**Task brief**
Please return only the lines from the one holding "Expected: one point per instance of the white face" through the one holding "Expected: one point per instance of the dry", exactly as they appear in the records below, both ends included.

**Dataset extract**
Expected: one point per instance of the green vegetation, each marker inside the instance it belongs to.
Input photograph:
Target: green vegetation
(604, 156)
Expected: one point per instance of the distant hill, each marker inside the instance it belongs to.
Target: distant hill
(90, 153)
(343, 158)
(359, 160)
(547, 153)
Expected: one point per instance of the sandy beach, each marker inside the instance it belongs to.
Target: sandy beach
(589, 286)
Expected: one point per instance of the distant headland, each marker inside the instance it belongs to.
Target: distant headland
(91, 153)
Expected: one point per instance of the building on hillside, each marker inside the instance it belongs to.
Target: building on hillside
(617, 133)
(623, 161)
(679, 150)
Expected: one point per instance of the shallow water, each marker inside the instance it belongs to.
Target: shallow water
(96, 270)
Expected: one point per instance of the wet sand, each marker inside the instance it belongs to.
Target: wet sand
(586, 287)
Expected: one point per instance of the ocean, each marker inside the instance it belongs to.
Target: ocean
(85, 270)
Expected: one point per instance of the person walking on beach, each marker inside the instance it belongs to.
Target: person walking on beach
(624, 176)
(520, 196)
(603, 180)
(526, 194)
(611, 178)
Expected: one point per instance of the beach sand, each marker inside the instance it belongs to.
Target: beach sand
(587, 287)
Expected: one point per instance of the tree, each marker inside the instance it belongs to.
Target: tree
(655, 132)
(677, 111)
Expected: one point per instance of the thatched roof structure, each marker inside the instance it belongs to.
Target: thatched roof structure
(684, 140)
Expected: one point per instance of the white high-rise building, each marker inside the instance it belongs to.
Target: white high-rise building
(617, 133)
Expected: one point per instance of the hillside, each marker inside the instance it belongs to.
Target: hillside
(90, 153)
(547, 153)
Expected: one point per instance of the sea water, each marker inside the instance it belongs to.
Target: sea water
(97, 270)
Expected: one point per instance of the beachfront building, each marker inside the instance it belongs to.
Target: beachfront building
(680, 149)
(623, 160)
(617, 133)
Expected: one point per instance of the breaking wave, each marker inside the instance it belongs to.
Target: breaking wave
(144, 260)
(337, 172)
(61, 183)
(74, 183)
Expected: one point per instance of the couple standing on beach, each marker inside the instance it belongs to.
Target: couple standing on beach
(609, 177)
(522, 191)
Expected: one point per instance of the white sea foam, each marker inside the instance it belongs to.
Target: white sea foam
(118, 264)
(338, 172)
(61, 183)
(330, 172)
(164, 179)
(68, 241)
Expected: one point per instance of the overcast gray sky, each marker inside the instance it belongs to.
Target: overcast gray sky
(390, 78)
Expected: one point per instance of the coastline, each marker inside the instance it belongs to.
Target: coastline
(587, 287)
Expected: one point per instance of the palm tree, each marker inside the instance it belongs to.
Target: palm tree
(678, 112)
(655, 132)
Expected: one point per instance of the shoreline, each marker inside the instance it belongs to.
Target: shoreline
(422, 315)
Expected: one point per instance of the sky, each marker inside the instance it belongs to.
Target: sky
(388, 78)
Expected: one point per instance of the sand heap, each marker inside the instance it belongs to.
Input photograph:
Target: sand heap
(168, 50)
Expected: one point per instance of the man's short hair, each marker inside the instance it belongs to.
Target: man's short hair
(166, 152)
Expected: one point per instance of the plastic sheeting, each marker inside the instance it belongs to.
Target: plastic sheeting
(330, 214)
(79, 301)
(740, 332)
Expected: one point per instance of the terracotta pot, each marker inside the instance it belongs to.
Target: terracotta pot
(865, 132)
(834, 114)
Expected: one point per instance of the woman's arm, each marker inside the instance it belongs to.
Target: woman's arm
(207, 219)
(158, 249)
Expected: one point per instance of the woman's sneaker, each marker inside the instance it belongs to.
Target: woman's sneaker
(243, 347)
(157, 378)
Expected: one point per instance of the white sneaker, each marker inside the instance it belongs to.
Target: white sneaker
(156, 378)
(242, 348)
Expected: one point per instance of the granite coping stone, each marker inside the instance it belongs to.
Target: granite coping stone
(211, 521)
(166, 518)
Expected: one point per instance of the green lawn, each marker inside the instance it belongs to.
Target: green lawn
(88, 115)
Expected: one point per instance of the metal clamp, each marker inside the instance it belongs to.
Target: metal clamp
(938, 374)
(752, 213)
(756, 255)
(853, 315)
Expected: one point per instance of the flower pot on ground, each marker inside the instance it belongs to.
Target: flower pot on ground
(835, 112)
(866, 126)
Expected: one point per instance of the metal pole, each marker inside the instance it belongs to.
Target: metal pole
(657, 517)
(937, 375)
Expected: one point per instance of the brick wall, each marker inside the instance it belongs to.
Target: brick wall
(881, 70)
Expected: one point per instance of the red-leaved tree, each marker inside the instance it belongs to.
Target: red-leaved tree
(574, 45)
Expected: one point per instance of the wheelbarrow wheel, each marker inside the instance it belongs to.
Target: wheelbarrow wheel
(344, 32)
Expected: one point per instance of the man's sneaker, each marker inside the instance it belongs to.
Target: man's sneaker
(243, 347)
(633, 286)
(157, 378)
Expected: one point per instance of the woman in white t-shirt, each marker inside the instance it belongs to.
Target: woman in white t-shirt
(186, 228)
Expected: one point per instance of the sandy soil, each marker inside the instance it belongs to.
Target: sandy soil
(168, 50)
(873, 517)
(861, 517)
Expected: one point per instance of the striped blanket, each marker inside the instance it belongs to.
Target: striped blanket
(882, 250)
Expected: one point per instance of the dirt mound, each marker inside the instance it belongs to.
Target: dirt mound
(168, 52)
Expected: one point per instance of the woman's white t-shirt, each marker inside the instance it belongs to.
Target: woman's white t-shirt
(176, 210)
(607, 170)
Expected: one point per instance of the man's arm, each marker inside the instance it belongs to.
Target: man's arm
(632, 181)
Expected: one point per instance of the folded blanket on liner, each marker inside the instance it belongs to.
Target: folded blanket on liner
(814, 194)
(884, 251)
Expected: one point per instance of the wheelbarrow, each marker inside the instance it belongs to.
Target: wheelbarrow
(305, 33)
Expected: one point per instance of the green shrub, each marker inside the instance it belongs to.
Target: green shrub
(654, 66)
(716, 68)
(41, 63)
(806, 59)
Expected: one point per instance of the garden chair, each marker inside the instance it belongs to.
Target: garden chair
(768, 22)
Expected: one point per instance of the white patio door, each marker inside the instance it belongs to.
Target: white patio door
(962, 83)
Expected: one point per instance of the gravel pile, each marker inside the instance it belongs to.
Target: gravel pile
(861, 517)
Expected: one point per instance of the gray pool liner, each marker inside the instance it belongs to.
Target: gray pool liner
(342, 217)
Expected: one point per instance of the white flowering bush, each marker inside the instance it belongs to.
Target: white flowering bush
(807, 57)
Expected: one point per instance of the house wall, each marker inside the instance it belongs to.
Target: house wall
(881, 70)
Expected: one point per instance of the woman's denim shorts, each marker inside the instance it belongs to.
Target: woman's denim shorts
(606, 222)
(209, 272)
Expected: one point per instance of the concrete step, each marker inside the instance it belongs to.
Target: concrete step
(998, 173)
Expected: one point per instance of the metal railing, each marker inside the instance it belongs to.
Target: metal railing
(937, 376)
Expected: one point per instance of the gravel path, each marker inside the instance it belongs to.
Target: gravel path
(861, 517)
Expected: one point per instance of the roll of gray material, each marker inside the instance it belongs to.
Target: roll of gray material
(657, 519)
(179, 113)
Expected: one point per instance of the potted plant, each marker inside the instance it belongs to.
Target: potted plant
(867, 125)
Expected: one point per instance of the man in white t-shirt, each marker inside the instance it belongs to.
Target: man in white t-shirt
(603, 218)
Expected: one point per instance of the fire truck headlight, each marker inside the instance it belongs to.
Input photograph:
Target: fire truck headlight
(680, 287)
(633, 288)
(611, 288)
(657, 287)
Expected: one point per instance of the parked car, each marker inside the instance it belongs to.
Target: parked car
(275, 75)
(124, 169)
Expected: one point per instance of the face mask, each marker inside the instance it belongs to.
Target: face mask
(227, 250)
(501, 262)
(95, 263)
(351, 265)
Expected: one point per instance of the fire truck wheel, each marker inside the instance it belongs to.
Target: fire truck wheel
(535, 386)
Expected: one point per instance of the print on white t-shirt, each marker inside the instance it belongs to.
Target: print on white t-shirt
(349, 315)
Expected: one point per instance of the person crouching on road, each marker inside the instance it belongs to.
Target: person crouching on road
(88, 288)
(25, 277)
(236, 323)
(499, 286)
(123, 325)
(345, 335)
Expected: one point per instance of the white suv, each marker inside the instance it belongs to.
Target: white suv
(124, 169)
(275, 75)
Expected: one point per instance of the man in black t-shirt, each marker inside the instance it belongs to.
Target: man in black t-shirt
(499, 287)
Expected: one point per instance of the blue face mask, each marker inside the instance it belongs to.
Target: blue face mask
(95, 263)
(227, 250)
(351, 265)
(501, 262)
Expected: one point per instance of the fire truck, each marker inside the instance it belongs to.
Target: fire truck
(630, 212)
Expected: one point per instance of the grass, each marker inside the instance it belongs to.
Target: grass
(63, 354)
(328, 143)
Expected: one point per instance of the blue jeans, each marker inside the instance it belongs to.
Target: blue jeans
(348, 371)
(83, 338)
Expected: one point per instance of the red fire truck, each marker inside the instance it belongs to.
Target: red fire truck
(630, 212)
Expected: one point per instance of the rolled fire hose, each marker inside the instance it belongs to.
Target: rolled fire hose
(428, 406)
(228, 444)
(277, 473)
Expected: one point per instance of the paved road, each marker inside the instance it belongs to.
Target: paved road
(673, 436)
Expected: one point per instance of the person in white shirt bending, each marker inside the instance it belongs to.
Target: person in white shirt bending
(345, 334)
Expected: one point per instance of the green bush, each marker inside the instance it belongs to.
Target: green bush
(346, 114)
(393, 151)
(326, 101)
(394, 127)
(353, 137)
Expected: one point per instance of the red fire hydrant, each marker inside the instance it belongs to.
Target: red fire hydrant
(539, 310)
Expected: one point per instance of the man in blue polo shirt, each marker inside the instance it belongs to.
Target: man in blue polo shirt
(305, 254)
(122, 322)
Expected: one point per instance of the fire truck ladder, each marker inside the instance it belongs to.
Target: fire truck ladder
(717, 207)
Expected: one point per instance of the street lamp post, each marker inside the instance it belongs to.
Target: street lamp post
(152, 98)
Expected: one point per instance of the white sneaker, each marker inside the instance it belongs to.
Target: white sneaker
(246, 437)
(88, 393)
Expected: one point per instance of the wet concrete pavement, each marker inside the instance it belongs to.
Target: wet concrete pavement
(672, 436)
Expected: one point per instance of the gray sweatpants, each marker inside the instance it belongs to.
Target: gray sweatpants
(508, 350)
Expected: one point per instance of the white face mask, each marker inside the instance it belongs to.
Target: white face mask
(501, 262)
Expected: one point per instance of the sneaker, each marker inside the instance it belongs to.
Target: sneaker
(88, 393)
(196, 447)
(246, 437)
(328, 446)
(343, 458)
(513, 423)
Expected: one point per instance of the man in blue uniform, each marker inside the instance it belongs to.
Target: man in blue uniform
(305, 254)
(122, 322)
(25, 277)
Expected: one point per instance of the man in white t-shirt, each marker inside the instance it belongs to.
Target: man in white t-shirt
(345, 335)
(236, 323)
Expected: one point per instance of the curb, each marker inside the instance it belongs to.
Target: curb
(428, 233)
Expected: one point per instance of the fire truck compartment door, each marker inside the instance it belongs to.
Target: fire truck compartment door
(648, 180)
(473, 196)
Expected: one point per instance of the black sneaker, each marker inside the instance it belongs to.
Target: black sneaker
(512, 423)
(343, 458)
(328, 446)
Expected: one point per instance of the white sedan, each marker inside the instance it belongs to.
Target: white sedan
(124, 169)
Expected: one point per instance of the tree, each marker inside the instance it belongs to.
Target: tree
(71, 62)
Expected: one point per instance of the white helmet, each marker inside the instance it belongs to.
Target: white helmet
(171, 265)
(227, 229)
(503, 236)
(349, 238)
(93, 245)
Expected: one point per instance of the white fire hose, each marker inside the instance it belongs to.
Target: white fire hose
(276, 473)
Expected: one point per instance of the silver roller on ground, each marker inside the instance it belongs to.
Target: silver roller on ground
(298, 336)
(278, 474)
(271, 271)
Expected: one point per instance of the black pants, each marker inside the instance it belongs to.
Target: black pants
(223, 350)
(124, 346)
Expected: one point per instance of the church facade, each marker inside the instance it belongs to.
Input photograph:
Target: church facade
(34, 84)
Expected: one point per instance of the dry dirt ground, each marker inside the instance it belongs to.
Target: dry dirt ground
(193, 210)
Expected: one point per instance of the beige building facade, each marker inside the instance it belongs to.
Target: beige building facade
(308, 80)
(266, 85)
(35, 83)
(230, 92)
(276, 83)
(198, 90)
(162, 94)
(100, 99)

**Answer box**
Expected: one point per instance of the white face mask, each marker inside the instance it belongs to.
Target: white face mask
(501, 262)
Expected: one point per instance of the sneaker, each marker inside the instance it belongs to.
Target: sneaker
(88, 393)
(196, 447)
(246, 437)
(328, 446)
(343, 458)
(513, 423)
Expected: one point per instance of the man in blue uniform, each marker inside the instance it belongs to.
Target: man in blue uniform
(305, 254)
(122, 322)
(25, 277)
Expected: one point per instance of the man in white t-shirt, each marker inside the instance it belongs to.
Target: man in white t-shirt
(345, 335)
(236, 323)
Expected: one point per instance of the curb, each marker inside the instance it belongs to.
Target: curb
(428, 233)
Expected: one point per instance of the fire truck compartment door, each marker inside the instance it belongs to.
Target: fire truck compartment door
(648, 180)
(473, 196)
Expected: one point per instance of the black sneaker, each marker inside the instance it belongs to.
Target: black sneaker
(512, 423)
(343, 458)
(328, 446)
Expected: one point per instance of the white sedan, each marker inside the instance it belongs to.
Target: white sedan
(124, 169)
Expected: one point per instance of the tree, each marker inside the instance it belongs to.
Target: tree
(71, 62)
Expected: one point per instance of the white helmet, each marker inside the instance it belongs to.
Target: white helmet
(171, 265)
(227, 229)
(503, 236)
(349, 238)
(93, 245)
Expected: one point per instance of the white fire hose, each marker inside the instance it belongs to.
Target: white fire hose
(276, 473)
Expected: one point per instance of the silver roller on ground, each marker inside the instance it belongs to.
Target: silver roller on ground
(298, 336)
(278, 474)
(271, 271)
Expected: one point per instance of the black pants, each marker inside the instance it belongs to.
Target: black pants
(223, 350)
(124, 346)
Expected: one point per instance of the church facade, each marker inside the instance it belongs to.
Input photograph:
Target: church facade
(34, 84)
Expected: one point per instance of the dry dirt ground, each marker inside the instance it belongs to.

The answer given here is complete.